> [Testo fornito]:
+++++
E molti altri me ne sono persi, quando di fronte al giornale meno papale che ci sia dopo il Manifesto che ha riempito le sue pagine di religiosità da venditore di pentole, ho deciso di chiuderlo e semplicemente decidere di abbandonare ogni tentazione di non pensare più che questo paese meriti di sprofondarci tutto per intero, come ho detto da sempre e mai come oggi riconfermo, sotto un terremoto che lo inghiotta definitivamente e restituisca il suolo a formiche e scarafaggi, che faranno anche schifo a vederli, ma mai come noi.

Poi c’è la notizia di Obama che offre aiuti e il pagliaccio pericoloso che gli risponde “Ricostruisci le chiese”.
Dice che gli stati esteri possono prendersi l’incarico di ricostruire per settori, agli USA le chiese.
Ma nella scala delle competenze, tra gli stati esteri il Vaticano non starebbe un attimo prima?
Una cosa è certa: la Compagnia delle Opere starà brindando a Champagne.
Offerto dal Papa, che non ha altre spese imminenti in programma se non quelle per diffondere ulteriormente la verità di dio, ora che i culi sono belli aperti e mai come oggi pronti a sopportare anche l'assenza di lubrificazione.

Ché prenderlo nel culo con la sabbia farà anche male, ma quando la sabbia l'ha voluta dio non è sabbia, è vita.
+++++
> [Il compito]:
Nel testo fornito, quale risposta riceve Obama quando offre aiuti?
+++++
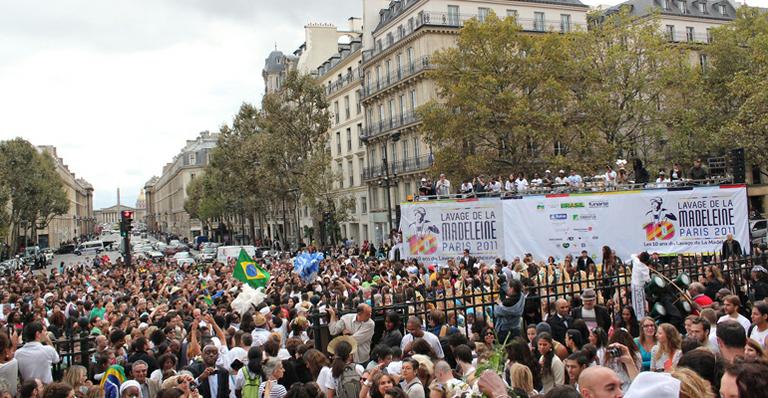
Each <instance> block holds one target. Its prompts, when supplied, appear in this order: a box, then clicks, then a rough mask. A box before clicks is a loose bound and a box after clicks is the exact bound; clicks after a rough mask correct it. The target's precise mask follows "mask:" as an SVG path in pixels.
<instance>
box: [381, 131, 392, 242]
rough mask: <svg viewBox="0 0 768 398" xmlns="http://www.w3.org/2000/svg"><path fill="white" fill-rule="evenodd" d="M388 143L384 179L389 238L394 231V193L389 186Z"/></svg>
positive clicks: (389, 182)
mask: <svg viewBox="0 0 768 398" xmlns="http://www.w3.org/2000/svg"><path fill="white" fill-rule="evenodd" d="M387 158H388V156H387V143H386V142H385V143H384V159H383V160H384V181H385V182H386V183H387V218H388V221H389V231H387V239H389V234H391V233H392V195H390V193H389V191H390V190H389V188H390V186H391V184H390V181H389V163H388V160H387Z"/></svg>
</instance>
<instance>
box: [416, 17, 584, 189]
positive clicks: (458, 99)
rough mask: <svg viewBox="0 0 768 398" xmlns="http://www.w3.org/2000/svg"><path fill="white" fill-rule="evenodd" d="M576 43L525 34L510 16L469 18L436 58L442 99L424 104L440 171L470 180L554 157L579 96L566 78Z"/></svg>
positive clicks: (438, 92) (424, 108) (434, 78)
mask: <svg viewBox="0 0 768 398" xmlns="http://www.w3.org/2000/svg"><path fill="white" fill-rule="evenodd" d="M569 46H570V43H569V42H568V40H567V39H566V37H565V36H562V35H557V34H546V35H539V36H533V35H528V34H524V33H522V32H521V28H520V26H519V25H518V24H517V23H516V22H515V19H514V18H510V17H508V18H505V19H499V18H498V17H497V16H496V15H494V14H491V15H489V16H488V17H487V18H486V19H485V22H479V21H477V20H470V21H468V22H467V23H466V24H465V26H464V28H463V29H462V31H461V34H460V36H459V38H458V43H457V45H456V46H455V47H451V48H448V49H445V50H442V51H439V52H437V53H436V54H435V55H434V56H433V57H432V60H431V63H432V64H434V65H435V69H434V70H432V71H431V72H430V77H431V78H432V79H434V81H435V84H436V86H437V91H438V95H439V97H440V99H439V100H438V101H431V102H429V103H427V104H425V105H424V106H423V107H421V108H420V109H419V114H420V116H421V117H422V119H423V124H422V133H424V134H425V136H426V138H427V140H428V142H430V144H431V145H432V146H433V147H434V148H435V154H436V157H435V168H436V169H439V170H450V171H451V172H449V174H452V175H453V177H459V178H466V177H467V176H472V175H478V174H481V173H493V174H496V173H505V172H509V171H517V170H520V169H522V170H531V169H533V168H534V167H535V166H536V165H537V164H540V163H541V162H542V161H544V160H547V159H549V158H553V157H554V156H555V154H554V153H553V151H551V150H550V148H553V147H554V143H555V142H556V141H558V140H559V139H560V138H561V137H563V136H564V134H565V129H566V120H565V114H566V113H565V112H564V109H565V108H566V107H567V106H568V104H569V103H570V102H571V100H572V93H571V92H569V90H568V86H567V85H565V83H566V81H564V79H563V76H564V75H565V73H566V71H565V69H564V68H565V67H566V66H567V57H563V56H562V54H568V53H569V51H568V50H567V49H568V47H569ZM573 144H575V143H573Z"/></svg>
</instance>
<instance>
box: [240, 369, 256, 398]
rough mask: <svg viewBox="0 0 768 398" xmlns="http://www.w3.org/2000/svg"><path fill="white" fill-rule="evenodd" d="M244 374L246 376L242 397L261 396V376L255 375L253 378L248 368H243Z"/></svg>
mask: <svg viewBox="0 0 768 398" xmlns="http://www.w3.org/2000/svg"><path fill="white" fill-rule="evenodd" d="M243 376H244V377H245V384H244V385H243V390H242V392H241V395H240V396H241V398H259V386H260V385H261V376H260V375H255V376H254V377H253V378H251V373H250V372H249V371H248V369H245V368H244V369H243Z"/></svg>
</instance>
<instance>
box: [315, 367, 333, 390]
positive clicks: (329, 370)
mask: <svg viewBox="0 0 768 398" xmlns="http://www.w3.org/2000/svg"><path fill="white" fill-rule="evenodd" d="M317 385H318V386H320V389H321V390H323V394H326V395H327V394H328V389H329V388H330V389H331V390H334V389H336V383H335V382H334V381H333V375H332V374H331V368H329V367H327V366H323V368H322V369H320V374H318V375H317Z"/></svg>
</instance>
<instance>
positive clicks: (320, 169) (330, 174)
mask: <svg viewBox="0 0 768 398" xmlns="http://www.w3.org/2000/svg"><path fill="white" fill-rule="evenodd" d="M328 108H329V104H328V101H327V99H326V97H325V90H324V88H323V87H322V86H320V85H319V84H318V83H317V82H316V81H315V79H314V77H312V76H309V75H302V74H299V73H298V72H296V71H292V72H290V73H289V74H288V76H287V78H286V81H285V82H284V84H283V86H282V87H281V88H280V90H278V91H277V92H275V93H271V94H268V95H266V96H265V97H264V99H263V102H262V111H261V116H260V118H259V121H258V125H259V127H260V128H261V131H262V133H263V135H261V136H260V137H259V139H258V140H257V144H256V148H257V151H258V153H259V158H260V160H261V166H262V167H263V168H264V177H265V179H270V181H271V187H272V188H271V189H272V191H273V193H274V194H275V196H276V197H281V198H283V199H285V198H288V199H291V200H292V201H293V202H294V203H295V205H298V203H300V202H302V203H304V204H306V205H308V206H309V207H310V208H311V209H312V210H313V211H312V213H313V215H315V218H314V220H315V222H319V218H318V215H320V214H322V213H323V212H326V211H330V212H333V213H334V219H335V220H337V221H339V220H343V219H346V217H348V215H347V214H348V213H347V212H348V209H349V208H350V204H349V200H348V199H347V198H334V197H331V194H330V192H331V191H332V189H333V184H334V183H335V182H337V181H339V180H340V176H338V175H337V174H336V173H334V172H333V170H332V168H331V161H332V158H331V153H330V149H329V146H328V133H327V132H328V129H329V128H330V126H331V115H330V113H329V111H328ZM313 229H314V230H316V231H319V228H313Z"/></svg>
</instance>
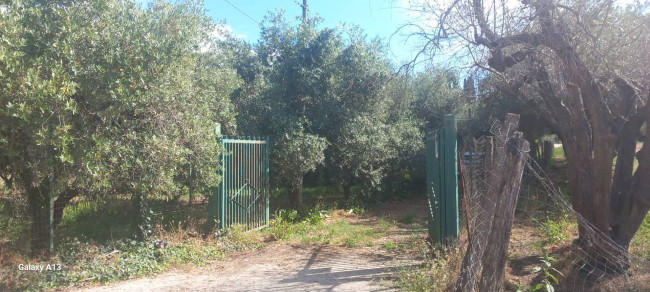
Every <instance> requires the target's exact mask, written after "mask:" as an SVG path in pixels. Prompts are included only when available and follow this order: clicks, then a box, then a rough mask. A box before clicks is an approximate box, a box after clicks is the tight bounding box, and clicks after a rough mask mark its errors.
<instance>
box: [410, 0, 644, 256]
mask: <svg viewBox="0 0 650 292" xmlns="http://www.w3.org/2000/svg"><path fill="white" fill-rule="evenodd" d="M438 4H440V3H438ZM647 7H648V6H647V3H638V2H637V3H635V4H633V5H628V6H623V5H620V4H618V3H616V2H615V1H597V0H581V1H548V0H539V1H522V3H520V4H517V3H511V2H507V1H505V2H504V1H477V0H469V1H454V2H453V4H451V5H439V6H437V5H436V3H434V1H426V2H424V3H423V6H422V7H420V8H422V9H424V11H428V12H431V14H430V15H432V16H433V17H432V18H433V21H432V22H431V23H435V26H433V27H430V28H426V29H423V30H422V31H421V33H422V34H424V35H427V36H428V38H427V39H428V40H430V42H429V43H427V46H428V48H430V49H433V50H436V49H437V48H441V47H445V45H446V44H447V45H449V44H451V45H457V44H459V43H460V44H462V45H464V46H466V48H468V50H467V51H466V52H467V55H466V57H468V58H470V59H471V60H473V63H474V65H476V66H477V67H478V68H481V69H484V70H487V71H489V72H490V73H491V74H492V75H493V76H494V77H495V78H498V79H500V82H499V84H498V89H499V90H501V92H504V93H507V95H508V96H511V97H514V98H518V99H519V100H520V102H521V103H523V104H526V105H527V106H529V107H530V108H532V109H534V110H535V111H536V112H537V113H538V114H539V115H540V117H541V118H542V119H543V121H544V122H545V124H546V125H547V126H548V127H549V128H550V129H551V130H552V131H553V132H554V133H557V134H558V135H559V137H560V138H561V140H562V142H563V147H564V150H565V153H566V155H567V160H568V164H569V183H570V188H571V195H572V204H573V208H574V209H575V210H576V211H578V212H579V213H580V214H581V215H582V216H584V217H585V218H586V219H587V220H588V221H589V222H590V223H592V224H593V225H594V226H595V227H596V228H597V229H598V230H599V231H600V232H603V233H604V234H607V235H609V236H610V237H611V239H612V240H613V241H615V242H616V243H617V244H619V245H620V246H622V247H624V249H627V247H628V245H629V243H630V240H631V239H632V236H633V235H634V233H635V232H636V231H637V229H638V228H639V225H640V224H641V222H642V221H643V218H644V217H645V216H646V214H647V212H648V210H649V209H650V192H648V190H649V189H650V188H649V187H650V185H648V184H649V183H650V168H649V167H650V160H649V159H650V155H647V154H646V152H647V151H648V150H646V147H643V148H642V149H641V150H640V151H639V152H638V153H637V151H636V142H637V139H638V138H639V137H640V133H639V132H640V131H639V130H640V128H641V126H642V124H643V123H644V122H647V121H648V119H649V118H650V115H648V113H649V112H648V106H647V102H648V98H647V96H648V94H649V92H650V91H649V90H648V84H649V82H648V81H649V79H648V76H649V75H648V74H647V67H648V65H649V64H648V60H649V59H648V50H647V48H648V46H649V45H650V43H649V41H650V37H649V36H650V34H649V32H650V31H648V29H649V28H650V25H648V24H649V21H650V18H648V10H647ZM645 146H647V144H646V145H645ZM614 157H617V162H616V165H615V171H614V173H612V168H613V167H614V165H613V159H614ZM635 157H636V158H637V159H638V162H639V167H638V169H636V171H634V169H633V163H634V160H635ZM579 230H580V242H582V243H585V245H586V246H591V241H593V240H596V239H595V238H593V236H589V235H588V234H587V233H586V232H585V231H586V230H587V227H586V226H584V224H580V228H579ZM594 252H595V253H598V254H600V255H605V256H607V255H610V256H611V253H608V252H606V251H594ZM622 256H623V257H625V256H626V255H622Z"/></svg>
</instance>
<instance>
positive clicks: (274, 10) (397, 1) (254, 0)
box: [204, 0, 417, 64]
+++++
> [Soluzione proposta]:
Gli viene risposto “Ricostruisci le chiese”.